Exercise brief
Convert all the records below into a two-column CSV with the header input,output. Give one row per record, with its text in input and its answer in output, and wrap each field in double quotes with any line breaks inside it replaced by spaces.

== == ==

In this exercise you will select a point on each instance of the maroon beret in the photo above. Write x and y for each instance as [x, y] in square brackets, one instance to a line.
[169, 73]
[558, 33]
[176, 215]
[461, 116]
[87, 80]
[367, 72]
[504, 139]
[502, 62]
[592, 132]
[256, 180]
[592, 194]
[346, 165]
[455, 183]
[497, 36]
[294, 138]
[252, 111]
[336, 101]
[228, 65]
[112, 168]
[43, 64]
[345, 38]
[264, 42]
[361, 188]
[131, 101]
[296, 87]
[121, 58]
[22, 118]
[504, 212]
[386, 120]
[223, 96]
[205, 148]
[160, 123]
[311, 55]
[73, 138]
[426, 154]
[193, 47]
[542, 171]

== == ==

Result of the exercise
input,output
"In this exercise you will select a point on each instance of the maroon beret in the photo above. Write x and y for each instance as [x, y] in square brackets, one instance to a line.","[169, 73] [558, 33] [176, 215] [461, 116] [87, 80] [367, 72] [504, 139] [502, 62] [592, 132] [256, 180] [592, 194] [346, 165] [455, 183] [497, 36] [294, 138] [252, 111] [336, 101] [228, 65] [112, 168] [43, 64] [345, 38] [264, 42] [361, 188] [131, 101] [296, 87] [121, 58] [22, 118] [504, 212] [386, 120] [223, 96] [205, 148] [160, 123] [311, 55] [73, 138] [426, 154] [193, 47] [542, 171]"